What you need to do
Rewrite every line of the data below with each "component" changed to "tool", keeping everything else the same and leaving out the pictures.

>> start

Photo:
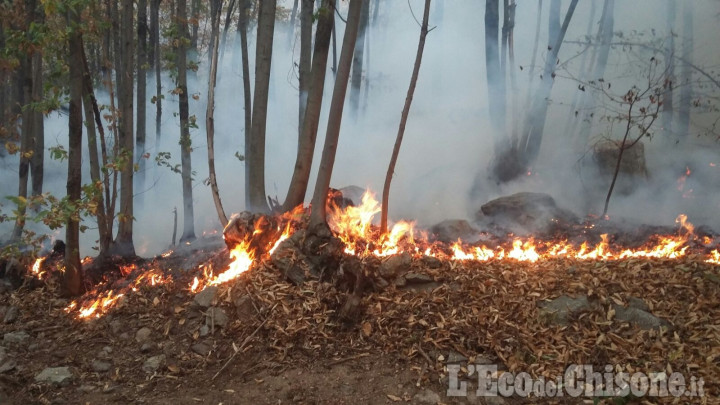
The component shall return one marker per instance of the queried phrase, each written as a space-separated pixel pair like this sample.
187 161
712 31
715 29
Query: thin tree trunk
306 17
306 148
124 240
322 184
38 129
403 119
210 114
668 102
495 79
155 60
142 30
535 121
247 92
686 91
73 283
255 189
357 66
185 141
24 87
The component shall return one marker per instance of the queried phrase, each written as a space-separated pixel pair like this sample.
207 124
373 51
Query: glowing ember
36 267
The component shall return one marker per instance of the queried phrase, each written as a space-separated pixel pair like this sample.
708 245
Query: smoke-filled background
442 171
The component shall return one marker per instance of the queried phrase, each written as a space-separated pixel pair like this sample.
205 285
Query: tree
255 158
124 241
358 56
185 140
72 275
306 148
318 218
142 30
403 118
216 8
306 17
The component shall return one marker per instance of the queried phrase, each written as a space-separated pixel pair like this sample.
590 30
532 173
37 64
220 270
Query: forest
207 198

>> end

Solved exercise
Photo:
The tool shall return one marker per instance of the queried phrase, each written as a space-separated pixel pair like this sample.
187 161
712 31
715 29
Query: thin tree trunk
306 17
306 148
124 240
322 184
38 129
403 119
210 114
668 102
495 79
155 60
142 30
535 121
247 92
686 91
73 283
255 189
357 66
185 141
24 87
The tool shall return one marker per instance of the queried phrase, each written as a space-separated pixel pair like this sample.
207 124
373 51
Query: glowing ember
36 267
The tool shall return one marker per instance of the queried phrase, each written as a space-separated pixel pair like this sample.
708 245
Query: smoke-filled background
442 171
The tool shall return one marker per instance of the queried phrase, each written as a space-separated pixel pair like this sample.
205 285
Query: tree
255 158
124 241
358 56
185 140
72 275
306 148
318 218
142 30
403 118
216 8
306 17
The tool shall return one marker per instance of the queried phrase, each written as a space-separated pixel pair like this sample.
590 30
532 173
37 64
220 270
Query: forest
207 198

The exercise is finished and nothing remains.